Requirement
All entries are to be given again verbatim.

Information supplied
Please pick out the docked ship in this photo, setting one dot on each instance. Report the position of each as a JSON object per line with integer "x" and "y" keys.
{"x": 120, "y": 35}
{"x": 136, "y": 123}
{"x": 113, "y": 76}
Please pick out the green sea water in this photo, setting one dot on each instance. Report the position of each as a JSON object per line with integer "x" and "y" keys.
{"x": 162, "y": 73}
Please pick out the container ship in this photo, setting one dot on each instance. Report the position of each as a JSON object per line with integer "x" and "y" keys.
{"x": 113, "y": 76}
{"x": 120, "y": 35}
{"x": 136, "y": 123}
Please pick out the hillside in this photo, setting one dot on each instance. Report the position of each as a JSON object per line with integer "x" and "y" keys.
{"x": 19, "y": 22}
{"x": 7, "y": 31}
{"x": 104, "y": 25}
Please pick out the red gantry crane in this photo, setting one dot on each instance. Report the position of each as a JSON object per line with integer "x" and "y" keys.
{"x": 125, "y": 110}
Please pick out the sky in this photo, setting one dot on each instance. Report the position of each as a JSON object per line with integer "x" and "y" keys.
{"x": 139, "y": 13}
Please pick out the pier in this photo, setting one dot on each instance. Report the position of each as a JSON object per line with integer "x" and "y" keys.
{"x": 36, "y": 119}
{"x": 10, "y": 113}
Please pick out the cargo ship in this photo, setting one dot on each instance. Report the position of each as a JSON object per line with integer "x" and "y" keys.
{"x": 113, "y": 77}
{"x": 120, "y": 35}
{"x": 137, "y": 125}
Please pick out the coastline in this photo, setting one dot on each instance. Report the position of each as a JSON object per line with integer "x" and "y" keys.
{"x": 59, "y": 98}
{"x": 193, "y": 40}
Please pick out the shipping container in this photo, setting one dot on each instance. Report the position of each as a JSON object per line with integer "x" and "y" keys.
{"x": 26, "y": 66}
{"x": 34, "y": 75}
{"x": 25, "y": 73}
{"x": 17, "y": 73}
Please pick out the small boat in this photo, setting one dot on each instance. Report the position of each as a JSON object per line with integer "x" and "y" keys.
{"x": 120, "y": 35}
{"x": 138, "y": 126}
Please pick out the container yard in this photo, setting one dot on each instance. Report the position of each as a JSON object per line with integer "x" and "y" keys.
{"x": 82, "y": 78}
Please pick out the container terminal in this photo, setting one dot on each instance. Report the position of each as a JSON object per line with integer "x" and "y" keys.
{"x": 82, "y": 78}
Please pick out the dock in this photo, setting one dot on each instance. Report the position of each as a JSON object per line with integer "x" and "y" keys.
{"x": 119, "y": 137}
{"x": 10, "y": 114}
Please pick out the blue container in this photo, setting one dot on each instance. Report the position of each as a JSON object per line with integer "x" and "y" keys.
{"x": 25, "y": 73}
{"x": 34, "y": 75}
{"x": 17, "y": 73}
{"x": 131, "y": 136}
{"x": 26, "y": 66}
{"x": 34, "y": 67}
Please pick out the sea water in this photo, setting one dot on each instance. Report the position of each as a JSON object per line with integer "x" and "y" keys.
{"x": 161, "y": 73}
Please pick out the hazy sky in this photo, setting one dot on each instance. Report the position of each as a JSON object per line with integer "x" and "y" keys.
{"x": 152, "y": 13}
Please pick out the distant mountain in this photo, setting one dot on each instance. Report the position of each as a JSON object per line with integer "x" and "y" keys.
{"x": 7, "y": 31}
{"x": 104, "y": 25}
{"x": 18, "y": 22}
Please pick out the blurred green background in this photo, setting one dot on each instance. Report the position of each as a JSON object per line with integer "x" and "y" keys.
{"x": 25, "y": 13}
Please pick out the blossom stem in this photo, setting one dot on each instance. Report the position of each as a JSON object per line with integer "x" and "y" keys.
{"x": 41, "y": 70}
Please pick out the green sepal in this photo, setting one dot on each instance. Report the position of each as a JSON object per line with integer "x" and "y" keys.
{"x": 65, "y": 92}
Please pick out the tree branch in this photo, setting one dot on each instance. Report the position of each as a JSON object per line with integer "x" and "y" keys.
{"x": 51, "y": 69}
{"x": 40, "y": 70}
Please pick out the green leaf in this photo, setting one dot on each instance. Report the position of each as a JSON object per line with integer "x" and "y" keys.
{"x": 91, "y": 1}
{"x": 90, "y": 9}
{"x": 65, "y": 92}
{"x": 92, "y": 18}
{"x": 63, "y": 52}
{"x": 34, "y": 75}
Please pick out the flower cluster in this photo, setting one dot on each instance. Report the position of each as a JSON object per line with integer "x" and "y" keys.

Solution to this task
Please pick out the docked ship in this photo, setting one dot on each instance. Report the position of each as a JSON object per line with integer "x" and "y" keys.
{"x": 120, "y": 35}
{"x": 136, "y": 123}
{"x": 113, "y": 76}
Please pick out the green sea water in this photo, setting one dot on each instance. Report the position of each as a JSON object per line with integer "x" and "y" keys.
{"x": 162, "y": 73}
Please pick out the container ship in this photo, setting one dot on each instance. Report the position of each as a JSON object per line with integer "x" and "y" keys.
{"x": 113, "y": 76}
{"x": 120, "y": 35}
{"x": 136, "y": 123}
Please pick out the hillside in this photo, setting one dot on each instance. Report the position of each as a JSON object per line with integer "x" and "y" keys.
{"x": 19, "y": 22}
{"x": 7, "y": 31}
{"x": 104, "y": 25}
Please pick out the red gantry crane in this photo, setting one dot on each instance. Report the position of each as a JSON object per line with integer "x" and "y" keys.
{"x": 125, "y": 110}
Please pick out the sky in this photo, setting one dot on each instance. Report the position of each as a JSON object per line with integer "x" and "y" keys.
{"x": 139, "y": 13}
Please pick out the pier in this photo, setting one dot on each instance. Report the position of each as a JSON object per line with integer "x" and "y" keys.
{"x": 36, "y": 119}
{"x": 10, "y": 113}
Please pick out the cargo ship in this photo, setting one dot on each instance. Report the position of each as a JSON object per line with integer "x" and "y" keys.
{"x": 113, "y": 77}
{"x": 120, "y": 35}
{"x": 137, "y": 125}
Please pick out the coastline in this photo, setting one dot on each instance. Report the position of each as a JSON object per line with integer "x" and "y" keys.
{"x": 59, "y": 98}
{"x": 193, "y": 40}
Please pick out the shipping container in this photo, setting one dot on each instance. Report the position of each as a JSON object per line with integer "x" and "y" keys.
{"x": 26, "y": 66}
{"x": 34, "y": 75}
{"x": 25, "y": 73}
{"x": 17, "y": 73}
Please pick out the small boat in this photo, setting one dot on each instance. Report the position of each as a JSON object per line with integer "x" and "y" keys.
{"x": 120, "y": 35}
{"x": 138, "y": 126}
Please pick out the container yard in this photo, setting one dot on each instance. Report the position of each as a JSON object per line with integer "x" and "y" keys.
{"x": 82, "y": 78}
Please pick out the container terminal in this photo, setting one dot on each instance. Report the position of each as a JSON object per line with integer "x" and "y" keys.
{"x": 82, "y": 78}
Please pick out the dock in this photo, setting one dot on each instance. Report the position of each as a JSON object per line with integer "x" and "y" keys.
{"x": 119, "y": 137}
{"x": 10, "y": 114}
Please pick out the blue container in this photo, setting one dot on each instance. Report the position of each as a JSON object per line with integer "x" and "y" keys.
{"x": 25, "y": 73}
{"x": 34, "y": 75}
{"x": 17, "y": 73}
{"x": 131, "y": 136}
{"x": 26, "y": 66}
{"x": 34, "y": 67}
Please pick out the sea water in this photo, setting one dot on each instance. Report the position of each as a JSON object per line with integer "x" and "y" keys.
{"x": 161, "y": 73}
Please pick out the hazy sky in this photo, setting one dot on each instance. Report the position of each as a JSON object per line with integer "x" and "y" keys.
{"x": 152, "y": 13}
Please pick out the distant mountain in this photo, setting one dot on each instance. Report the position of each as a JSON object per line with integer "x" and "y" keys.
{"x": 7, "y": 31}
{"x": 104, "y": 25}
{"x": 18, "y": 22}
Please pick out the blurred green background in this photo, setting one dot on each instance. Report the position of each as a JSON object per line with integer "x" and "y" keys.
{"x": 25, "y": 13}
Please pick out the blossom stem in this photo, setting one dot on each instance. Report the position of each as a JSON object per line with integer "x" and "y" keys.
{"x": 41, "y": 70}
Please pick out the green sepal in this photo, setting one dot on each instance. Report the position of each as a JSON object per line with integer "x" and "y" keys.
{"x": 65, "y": 92}
Please pick out the tree branch in this photo, setting one dot on each instance. Report the position of each as a JSON object per line with integer "x" and "y" keys.
{"x": 51, "y": 69}
{"x": 40, "y": 70}
Please pick out the green leaf in this photo, setting one dot on each instance. Report the position of each as a JSON object per line with integer "x" and "y" keys.
{"x": 91, "y": 1}
{"x": 90, "y": 9}
{"x": 65, "y": 92}
{"x": 92, "y": 18}
{"x": 63, "y": 52}
{"x": 34, "y": 75}
Please pick out the flower cluster in this photo, setting one dot on each instance. Report the position of each as a JSON object per line with integer "x" and "y" keys.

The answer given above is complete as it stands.